FONTE:
»»
Revista Espírita, setembro de 1859
A Pneumatografia é a escrita produzida diretamente pelo Espírito, sem nenhum intermediário; ela difere da Psicografia no fato de que esta é a transmissão do pensamento do Espírito, por meio da escrita, pelas mãos de um médium. Demos essas duas palavras no Vocabulário Espírita colocado à entrada de nossa Instrução prática, com a indicação de sua diferença etimológica. Psicografia, do grego psuikê, borboleta, alma, e graphó, eu escrevo; pneumatografia, de pneuma, ar, sopro, vento, espírito. No médium escrevente, a mão é o instrumento; mas sua alma, ou Espírito encarnado nele, é o intermediário, o agente ou o intérprete do Espírito estranho que se comunica; na Pneumatografia, é o próprio Espírito estranho que escreve diretamente, sem intermediário.
O fenômeno da escrita direta, sem contradita, é um dos mais extraordinários do Espiritismo, por anormal que pareça à primeira vista, é hoje um fato averiguado e incontestável; se dele ainda não falamos, foi porque esperávamos poder dar-lhe a explicação, e nós mesmos podermos fazer todas as observações necessárias, para tratar a questão com conhecimento de causa. Se a teoria é necessária, para dar-se conta da possibilidade dos fenômenos espíritas em geral, ela o é mais ainda, talvez, neste caso, sem contradita, um dos mais estranhos que se apresentara, mas que deixa de ser sobrenatural desde que se lhe compreenda o princípio. À primeira revelação desse fenômeno, o sentimento dominante foi o de dúvida; a ideia de uma fraude veio logo ao pensamento; com efeito, todo o mundo conhecia a ação das tintas, ditas simpáticas, cujos traços, de início completamente invisíveis, apareciam ao cabo de algum tempo. Poderia, portanto, ocorrer que se abusasse da credulidade, e nós não afirmaremos que jamais se haja feito; estamos mesmo convencidos de que certas pessoas, não com um objetivo mercenário, mas unicamente por amor-próprio e para fazer crer em seu poder, empregaram subterfúgios.
««
TAREFAS PROPOSTAS:
1. De acordo com o artigo sobre a Pneumatografia, por que a ideia de fraude surgiu logo na primeira revelação da escrita direta? Explique em uma a três frases.
2. Segundo a fonte, de que palavra grega provém o termo pneumatografia, e o que ela significa?
3. Prossiga o artigo sobre a Pneumatografia a partir da última frase apresentada.

MATERIAL:
»»
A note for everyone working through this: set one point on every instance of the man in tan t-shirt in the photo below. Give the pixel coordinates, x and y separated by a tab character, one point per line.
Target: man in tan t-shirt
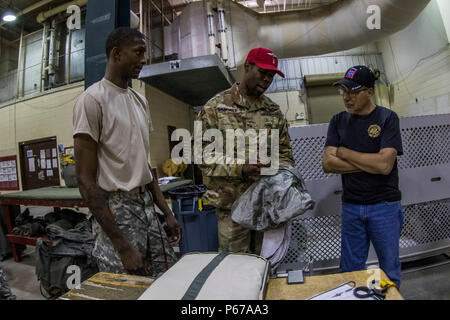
««
RESPOSTAS:
1. A ideia de fraude surgiu porque todos conheciam a ação das chamadas tintas simpáticas, cujos traços, de início completamente invisíveis, apareciam ao cabo de algum tempo. Por isso, parecia possível que se abusasse da credulidade.

2. Provém de pneuma, que significa ar, sopro, vento, espírito.

3.
J.J. Rousseau narra o fato seguinte na terceira das cartas escritas da Montagne: “Eu vi em Veneza, em 1743, um modo de sorte bastante novo, e mais estranho que os de Prèneste; aquele que queria consultá-las, entrava num quarto, e aí permanecia, só se o desejasse.
Ali, de um livro cheio de folhas brancas, dele tirava uma à sua escolha; depois, segurando nessa folha, ele pedia não em voz alta, mas mentalmente, o que queria saber; em seguida, ele dobrava a folha branca, a envelopava, escondia-a, colocava-a em um livro também oculto; enfim, depois de recitar certas fórmulas, muito barrocas, sem perder seu livro de vista, ia tirar-lhe o papel, reconhecer a marca, abri-lo, e encontrar sua resposta escrita.
“O mágico que fazia essas sortes era o primeiro secretário da embaixada de França, e ele se chamava J.J. Rousseau.”
Duvidamos que Rousseau haja conhecido a escrita direta, de outro modo saberia muitas outras coisas com respeito às manifestações espíritas, e não teria tratado a questão tão levianamente; é provável, como ele mesmo reconheceu quando o interrogamos sobre esse fato, que empregou um procedimento que lhe ensinara um charlatão italiano.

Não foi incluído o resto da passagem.